How the assembler work

Meta commands
S2 Assembly language
S2 instruction format
Pass1
Pass2
Extended instructions

Syntax of the assembly language

Meta commands  (.s .a .c .w .e)

There are three sections which can occur in any sequence: define symbols, code section, data section.  Each section starts with a meta command: .s for symbol section, .c for code section, .w for data section.  Each section ends with any meta command. Other meta commands are: .a sets the current address, .e ends the assembly file. .e must be the last line.  The ';;' starts the comment to the end of the current line.  Comments are not interpreted by the assembler.

In symbol definition section, symbols are defined with their associated values.  The data section defined constant values.  Lables can be defined in any section and they can be referred to by other assembly instructions.

;; comment
.s           ;; define symbol
symbol n     ;; n is value
. . .
.a n         ;; set address to n
.c           ;; code segment
:label op opr1 opr2 ...
. . .
.w           ;; data segment
v v ...      ;; v is number or sym
.e           ;; end of program
.s .a .c .w  can occur in any sequence.  .e is the last line of program.

S2 Assembly language

op opr1 opr2 ...

• [Exercise set]:
1/ Answer these questions from the text on the assembler's syntax, one answer per line:
(a) Which meta command starts the data section?
(b) Which meta command must be the last line of the assembly file?
(c) What starts a comment?
2/ List every meta command named in the text on the assembler's syntax.
3/ Write out the part of the text on the assembler's syntax between "There are three" and "other assembly instructions.", inclusive.

• [Provided records]:
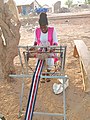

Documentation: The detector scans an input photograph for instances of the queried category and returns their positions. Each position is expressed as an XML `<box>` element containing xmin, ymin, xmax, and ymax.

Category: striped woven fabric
<box><xmin>24</xmin><ymin>60</ymin><xmax>44</xmax><ymax>120</ymax></box>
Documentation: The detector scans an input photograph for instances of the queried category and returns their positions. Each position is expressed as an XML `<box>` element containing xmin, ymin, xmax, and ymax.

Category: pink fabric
<box><xmin>36</xmin><ymin>28</ymin><xmax>41</xmax><ymax>45</ymax></box>
<box><xmin>36</xmin><ymin>27</ymin><xmax>54</xmax><ymax>45</ymax></box>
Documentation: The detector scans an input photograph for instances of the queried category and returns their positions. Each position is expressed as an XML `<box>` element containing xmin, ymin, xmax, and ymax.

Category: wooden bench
<box><xmin>73</xmin><ymin>40</ymin><xmax>90</xmax><ymax>92</ymax></box>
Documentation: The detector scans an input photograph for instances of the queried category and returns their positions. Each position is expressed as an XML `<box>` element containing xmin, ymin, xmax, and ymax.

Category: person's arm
<box><xmin>53</xmin><ymin>28</ymin><xmax>58</xmax><ymax>45</ymax></box>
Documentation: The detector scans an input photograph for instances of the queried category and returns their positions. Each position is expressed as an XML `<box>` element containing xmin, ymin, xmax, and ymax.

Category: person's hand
<box><xmin>29</xmin><ymin>47</ymin><xmax>35</xmax><ymax>51</ymax></box>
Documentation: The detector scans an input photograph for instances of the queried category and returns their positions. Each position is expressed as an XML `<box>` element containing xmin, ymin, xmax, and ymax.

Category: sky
<box><xmin>14</xmin><ymin>0</ymin><xmax>85</xmax><ymax>6</ymax></box>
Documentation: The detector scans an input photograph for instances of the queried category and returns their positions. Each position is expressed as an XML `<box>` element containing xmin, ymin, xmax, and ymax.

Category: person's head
<box><xmin>39</xmin><ymin>13</ymin><xmax>48</xmax><ymax>33</ymax></box>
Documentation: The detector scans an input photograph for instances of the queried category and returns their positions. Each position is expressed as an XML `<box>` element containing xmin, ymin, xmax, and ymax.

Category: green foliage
<box><xmin>65</xmin><ymin>0</ymin><xmax>73</xmax><ymax>8</ymax></box>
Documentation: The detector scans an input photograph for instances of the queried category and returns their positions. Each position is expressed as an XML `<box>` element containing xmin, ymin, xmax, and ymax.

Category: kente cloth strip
<box><xmin>24</xmin><ymin>60</ymin><xmax>45</xmax><ymax>120</ymax></box>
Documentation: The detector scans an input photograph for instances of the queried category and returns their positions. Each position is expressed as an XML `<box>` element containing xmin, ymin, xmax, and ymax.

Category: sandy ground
<box><xmin>0</xmin><ymin>11</ymin><xmax>90</xmax><ymax>120</ymax></box>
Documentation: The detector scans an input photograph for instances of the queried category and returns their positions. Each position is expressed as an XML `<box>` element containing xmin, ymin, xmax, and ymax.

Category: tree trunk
<box><xmin>0</xmin><ymin>0</ymin><xmax>20</xmax><ymax>80</ymax></box>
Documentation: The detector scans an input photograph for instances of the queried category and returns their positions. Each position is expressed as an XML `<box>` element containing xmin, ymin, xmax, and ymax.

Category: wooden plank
<box><xmin>74</xmin><ymin>40</ymin><xmax>90</xmax><ymax>92</ymax></box>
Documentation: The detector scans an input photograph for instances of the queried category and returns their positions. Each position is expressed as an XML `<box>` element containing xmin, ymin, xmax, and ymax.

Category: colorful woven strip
<box><xmin>24</xmin><ymin>60</ymin><xmax>44</xmax><ymax>120</ymax></box>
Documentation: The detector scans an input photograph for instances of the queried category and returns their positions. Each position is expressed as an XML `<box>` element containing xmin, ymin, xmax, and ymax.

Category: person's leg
<box><xmin>46</xmin><ymin>58</ymin><xmax>54</xmax><ymax>82</ymax></box>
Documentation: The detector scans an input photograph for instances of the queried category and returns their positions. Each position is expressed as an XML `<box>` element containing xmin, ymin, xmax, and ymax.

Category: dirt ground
<box><xmin>0</xmin><ymin>12</ymin><xmax>90</xmax><ymax>120</ymax></box>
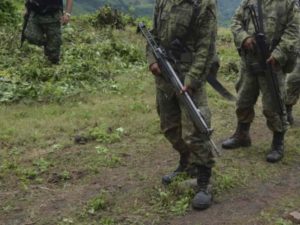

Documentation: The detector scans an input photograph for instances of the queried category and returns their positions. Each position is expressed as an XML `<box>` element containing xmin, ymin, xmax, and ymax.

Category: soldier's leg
<box><xmin>25</xmin><ymin>13</ymin><xmax>46</xmax><ymax>46</ymax></box>
<box><xmin>182</xmin><ymin>83</ymin><xmax>215</xmax><ymax>210</ymax></box>
<box><xmin>259</xmin><ymin>71</ymin><xmax>288</xmax><ymax>162</ymax></box>
<box><xmin>43</xmin><ymin>21</ymin><xmax>62</xmax><ymax>64</ymax></box>
<box><xmin>222</xmin><ymin>64</ymin><xmax>259</xmax><ymax>149</ymax></box>
<box><xmin>156</xmin><ymin>88</ymin><xmax>189</xmax><ymax>184</ymax></box>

• [Expected results]:
1/
(a) .w
(b) .e
(c) ';;'

2/ .s, .a, .c, .w, .e

3/
There are three sections which can occur in any sequence: define symbols, code section, data section.  Each section starts with a meta command: .s for symbol section, .c for code section, .w for data section.  Each section ends with any meta command. Other meta commands are: .a sets the current address, .e ends the assembly file. .e must be the last line.  The ';;' starts the comment to the end of the current line.  Comments are not interpreted by the assembler.

In symbol definition section, symbols are defined with their associated values.  The data section defined constant values.  Lables can be defined in any section and they can be referred to by other assembly instructions.